Which lines in the data below contain the word "white"? Return each of them.

---------- Records to use ----------

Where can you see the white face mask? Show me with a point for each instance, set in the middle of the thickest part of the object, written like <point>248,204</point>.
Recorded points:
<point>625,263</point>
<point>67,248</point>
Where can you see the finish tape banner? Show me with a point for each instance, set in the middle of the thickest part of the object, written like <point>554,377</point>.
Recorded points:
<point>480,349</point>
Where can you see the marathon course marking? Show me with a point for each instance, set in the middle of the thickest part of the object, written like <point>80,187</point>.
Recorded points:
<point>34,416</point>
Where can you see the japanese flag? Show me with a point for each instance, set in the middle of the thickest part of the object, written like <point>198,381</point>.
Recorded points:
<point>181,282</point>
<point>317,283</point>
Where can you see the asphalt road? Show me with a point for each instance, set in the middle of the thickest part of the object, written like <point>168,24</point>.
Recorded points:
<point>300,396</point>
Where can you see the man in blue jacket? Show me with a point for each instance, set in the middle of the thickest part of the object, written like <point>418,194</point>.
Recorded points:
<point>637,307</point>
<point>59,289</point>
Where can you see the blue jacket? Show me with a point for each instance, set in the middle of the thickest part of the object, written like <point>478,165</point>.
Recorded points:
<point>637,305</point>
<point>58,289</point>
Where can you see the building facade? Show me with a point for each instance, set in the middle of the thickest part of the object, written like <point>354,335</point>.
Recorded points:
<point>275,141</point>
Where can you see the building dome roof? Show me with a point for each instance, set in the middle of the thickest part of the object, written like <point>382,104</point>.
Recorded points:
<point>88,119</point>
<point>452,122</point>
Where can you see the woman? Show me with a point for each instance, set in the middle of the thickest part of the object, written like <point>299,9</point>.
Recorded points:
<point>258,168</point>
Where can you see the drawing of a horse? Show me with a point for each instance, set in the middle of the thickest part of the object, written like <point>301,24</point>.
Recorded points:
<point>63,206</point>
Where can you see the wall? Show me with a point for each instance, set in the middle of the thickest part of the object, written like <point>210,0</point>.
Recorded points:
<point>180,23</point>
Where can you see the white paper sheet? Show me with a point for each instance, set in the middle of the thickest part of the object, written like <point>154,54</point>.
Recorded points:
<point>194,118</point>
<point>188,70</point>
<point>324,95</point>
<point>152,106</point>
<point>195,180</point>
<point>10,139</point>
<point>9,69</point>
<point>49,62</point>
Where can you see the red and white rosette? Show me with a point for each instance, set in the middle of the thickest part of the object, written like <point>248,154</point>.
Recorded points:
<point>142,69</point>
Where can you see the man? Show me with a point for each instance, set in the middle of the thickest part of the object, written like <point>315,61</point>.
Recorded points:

----------

▶ **Reply to the task**
Where can you see the white face mask? Show me with a point for each instance, set in the middle of the thickest part of the object, written like <point>248,204</point>.
Where can you see the white paper sheet? Show me with a point for each instance, set in the middle of the thickest part of the object, written like <point>154,54</point>.
Where can you see the red and white rosette? Show me with a point for each instance, set in the middle of the thickest part of the object, written like <point>248,154</point>.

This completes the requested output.